Dataset entries
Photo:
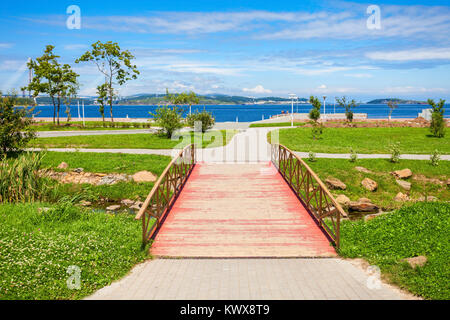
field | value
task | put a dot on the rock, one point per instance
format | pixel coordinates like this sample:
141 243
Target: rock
404 184
362 205
113 207
402 174
362 169
335 184
343 200
416 261
429 198
144 176
63 165
400 197
127 202
369 184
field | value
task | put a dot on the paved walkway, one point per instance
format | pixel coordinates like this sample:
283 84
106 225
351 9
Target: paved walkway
248 279
249 145
239 210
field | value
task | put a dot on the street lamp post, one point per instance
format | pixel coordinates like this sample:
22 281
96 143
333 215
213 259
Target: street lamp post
292 96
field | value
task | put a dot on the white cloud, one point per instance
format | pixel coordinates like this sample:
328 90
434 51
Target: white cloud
411 55
76 47
6 45
258 89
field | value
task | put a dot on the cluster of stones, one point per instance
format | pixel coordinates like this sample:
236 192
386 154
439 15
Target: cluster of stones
79 176
364 204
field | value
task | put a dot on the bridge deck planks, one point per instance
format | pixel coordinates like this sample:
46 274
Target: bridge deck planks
239 210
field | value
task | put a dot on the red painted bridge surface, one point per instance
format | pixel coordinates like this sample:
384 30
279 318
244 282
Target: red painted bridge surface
239 210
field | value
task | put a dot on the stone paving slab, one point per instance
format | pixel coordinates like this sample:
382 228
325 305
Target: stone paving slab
247 279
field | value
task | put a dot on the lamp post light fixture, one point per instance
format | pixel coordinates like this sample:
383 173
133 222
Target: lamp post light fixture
292 96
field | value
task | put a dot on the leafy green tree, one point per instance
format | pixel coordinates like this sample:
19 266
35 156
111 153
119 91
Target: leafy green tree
114 63
169 119
392 106
314 113
205 117
102 99
15 129
51 78
348 106
437 125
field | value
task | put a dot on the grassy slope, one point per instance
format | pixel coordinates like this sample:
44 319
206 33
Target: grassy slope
421 229
365 140
108 163
387 187
37 249
133 141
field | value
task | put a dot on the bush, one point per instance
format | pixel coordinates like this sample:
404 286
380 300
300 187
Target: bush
437 125
205 117
15 129
435 157
20 180
395 152
169 119
314 113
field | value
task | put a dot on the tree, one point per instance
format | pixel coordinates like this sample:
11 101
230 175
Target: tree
205 117
314 113
102 92
437 125
114 63
15 130
392 106
51 78
348 105
169 119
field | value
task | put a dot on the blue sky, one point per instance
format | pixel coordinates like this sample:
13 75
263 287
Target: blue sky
250 48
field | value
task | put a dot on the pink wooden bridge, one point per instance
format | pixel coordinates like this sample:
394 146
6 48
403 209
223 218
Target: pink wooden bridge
268 209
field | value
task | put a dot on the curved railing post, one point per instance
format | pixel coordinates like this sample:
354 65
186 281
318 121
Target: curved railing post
324 208
165 191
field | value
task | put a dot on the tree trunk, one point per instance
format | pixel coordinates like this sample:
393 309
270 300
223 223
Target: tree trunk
54 109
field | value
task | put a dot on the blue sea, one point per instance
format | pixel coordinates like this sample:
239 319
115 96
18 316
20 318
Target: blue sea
241 113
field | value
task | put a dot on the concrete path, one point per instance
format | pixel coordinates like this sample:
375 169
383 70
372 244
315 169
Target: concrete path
248 145
248 279
239 210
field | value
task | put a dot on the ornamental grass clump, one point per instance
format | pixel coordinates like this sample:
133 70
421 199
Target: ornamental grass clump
20 180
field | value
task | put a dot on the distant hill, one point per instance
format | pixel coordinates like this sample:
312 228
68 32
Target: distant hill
396 100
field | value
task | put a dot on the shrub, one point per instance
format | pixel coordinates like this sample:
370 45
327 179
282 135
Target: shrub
15 125
435 157
353 155
205 117
395 152
169 119
20 180
314 113
437 125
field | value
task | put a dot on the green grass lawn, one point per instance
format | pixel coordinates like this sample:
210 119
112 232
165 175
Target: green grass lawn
107 163
36 250
364 140
387 187
133 141
277 124
89 125
421 229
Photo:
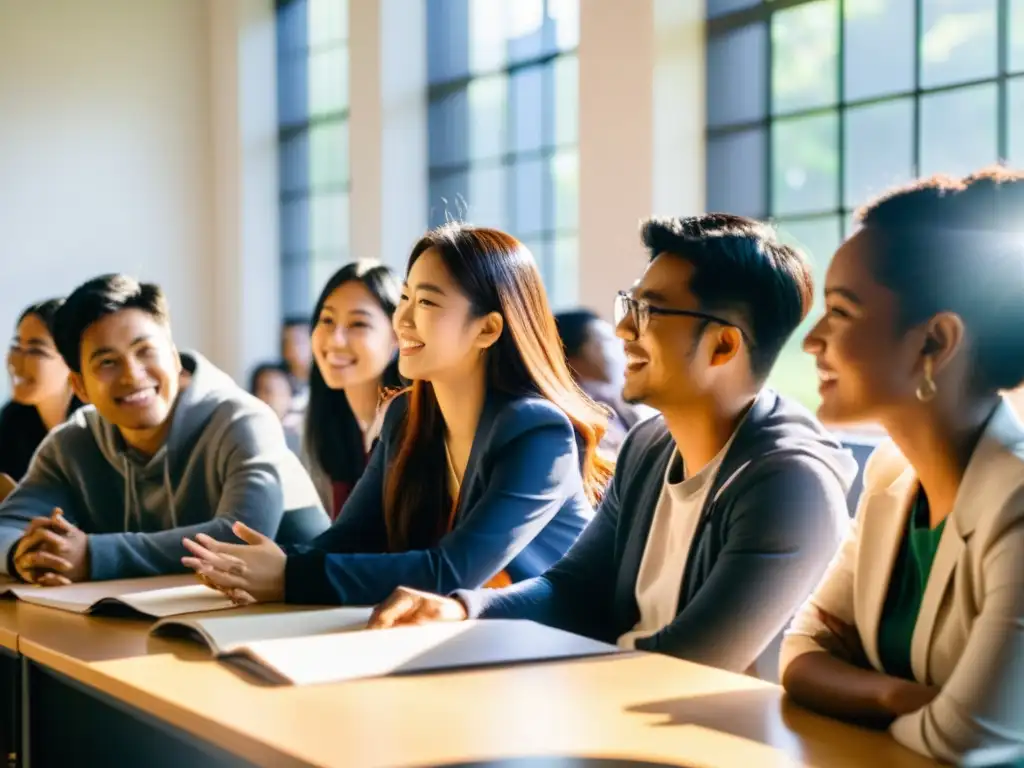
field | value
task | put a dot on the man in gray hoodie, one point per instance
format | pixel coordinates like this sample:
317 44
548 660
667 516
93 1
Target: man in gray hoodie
169 448
726 508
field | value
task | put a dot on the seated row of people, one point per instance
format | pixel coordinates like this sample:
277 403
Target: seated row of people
723 512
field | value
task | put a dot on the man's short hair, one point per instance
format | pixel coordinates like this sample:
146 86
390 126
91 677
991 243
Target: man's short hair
740 266
96 299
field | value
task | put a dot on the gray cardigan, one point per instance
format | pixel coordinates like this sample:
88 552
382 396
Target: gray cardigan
772 521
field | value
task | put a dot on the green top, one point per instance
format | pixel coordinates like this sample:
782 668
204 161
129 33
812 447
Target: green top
906 589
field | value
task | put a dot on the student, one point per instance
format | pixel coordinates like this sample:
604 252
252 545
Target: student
596 359
725 510
153 460
41 393
485 470
919 623
355 353
270 382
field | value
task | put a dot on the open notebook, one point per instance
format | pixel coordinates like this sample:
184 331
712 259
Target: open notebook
157 597
326 646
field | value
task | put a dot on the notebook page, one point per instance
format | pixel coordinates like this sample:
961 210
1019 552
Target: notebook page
80 598
432 646
172 601
228 632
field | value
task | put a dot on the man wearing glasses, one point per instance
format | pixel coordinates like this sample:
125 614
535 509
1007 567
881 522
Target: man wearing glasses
725 510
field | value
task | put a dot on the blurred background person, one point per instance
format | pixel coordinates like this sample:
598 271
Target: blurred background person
41 393
272 384
354 350
298 358
596 359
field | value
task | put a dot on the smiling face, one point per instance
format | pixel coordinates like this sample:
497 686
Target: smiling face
352 340
865 366
438 337
38 374
129 372
670 364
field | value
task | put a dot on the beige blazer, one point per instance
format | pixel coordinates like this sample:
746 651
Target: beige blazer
969 638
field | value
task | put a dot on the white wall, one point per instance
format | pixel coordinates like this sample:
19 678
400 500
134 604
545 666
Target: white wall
139 136
104 151
641 132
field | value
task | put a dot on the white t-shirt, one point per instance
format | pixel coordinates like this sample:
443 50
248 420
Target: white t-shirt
660 577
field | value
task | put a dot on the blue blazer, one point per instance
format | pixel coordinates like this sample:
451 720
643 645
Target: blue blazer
521 506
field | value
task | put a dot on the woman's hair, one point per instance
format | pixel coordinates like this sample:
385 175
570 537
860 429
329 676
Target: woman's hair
264 368
332 437
45 310
497 273
957 246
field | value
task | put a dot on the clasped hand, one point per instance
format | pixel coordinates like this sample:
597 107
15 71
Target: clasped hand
52 552
248 572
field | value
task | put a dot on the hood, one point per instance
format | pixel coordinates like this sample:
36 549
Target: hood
776 426
208 388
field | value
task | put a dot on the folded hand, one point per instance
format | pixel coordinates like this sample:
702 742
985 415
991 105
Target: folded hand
246 572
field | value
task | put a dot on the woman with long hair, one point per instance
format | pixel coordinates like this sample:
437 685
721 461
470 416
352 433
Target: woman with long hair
41 393
487 467
919 623
354 363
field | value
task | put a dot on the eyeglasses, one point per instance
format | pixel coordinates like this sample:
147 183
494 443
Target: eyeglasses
640 311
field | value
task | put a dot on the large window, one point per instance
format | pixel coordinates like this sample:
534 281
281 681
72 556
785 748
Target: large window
503 103
312 117
814 107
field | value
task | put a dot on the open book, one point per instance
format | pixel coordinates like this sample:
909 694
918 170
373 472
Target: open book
326 646
157 597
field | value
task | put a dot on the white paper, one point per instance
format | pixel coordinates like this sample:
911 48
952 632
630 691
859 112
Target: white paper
225 633
157 596
352 655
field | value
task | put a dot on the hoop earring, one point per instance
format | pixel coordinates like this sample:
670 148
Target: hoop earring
927 389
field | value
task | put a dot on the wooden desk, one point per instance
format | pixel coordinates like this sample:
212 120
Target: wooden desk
10 682
640 708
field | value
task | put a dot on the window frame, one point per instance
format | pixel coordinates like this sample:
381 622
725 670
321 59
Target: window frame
549 235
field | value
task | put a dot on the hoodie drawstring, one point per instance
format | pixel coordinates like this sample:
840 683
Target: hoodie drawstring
169 491
132 506
131 496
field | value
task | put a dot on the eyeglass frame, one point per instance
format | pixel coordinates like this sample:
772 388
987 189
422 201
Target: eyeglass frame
638 307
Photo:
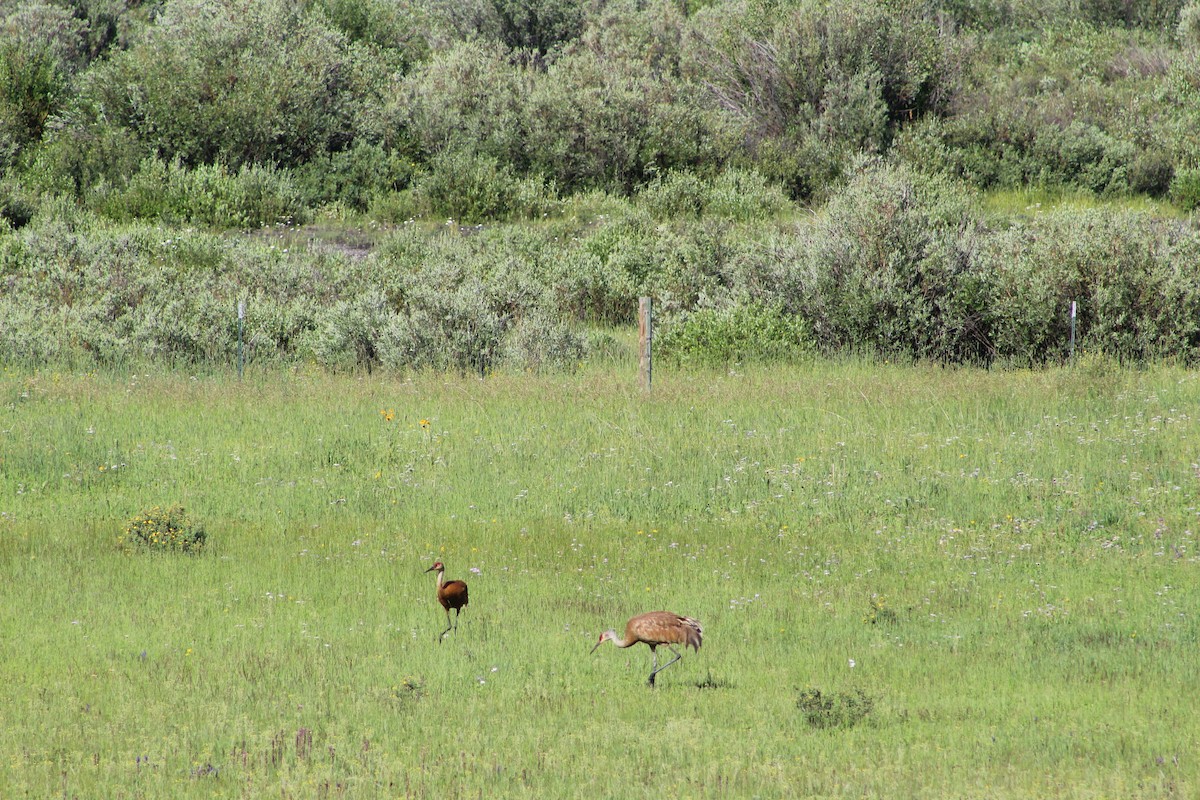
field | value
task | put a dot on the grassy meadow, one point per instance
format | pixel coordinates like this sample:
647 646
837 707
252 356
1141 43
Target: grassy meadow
996 570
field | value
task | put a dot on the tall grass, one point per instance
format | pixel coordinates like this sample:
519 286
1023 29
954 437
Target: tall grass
1002 563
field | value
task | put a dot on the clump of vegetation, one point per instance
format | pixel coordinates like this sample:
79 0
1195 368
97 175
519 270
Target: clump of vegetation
163 529
732 335
879 612
834 709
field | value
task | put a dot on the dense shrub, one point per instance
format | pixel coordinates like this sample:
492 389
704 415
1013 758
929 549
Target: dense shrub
241 83
737 334
891 269
210 196
163 529
1133 281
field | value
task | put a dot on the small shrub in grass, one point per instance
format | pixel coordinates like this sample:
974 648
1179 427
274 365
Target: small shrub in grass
736 334
163 529
835 709
879 612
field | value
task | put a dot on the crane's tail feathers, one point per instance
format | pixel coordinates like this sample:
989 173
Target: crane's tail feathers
694 632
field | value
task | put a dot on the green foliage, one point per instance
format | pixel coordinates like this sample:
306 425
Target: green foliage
768 504
163 529
243 84
473 188
33 83
1188 29
891 269
879 612
1185 190
735 193
834 709
355 178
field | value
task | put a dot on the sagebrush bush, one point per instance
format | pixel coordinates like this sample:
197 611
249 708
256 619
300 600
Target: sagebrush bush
834 709
163 529
1185 190
737 334
209 196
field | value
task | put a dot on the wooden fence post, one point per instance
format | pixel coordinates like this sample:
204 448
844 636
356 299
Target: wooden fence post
645 342
1073 331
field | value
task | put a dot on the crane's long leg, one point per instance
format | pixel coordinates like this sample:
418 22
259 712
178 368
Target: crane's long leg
658 668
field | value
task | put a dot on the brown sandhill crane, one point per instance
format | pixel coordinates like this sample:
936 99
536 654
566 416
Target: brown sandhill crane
655 629
451 594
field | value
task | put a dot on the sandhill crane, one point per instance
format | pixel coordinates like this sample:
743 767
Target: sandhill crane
655 629
451 594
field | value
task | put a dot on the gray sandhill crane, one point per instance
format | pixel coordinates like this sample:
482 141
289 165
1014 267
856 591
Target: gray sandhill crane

#### Work task
Please write out exactly, and only, the lines from the beginning of the entries through the line containing "task | put a dot on the red", including both and skipping all pictures.

#### Task response
Photo:
field | value
task | put a dot on the rock, one point per instance
format | pixel coordinates like this sample:
141 243
Target: rock
404 184
362 205
113 207
402 174
362 169
335 184
343 200
416 261
429 198
144 176
63 165
400 197
127 202
369 184
field | value
task | put a dot on the paved walkway, one point per instance
format | pixel coordinates like this sample:
283 84
106 225
351 9
Target: paved walkway
248 279
249 145
239 210
field | value
task | put a dot on the street lamp post, one point per instance
format | pixel coordinates like this sample:
22 281
96 143
333 215
213 259
Target: street lamp post
292 96
field | value
task | put a dot on the white cloud, one point per instance
format | pixel coordinates like this sample:
328 90
434 51
Target: white cloud
411 55
76 47
6 45
258 89
field | value
task | put a dot on the cluster of stones, one point per instance
format | pixel coordinates like this sample:
236 192
386 154
439 15
Target: cluster of stones
79 176
364 204
field | value
task | put a dot on the bridge deck planks, one point per instance
format | pixel coordinates like this sample:
46 274
Target: bridge deck planks
239 210
field | value
task | put a dot on the red painted bridge surface, one point per instance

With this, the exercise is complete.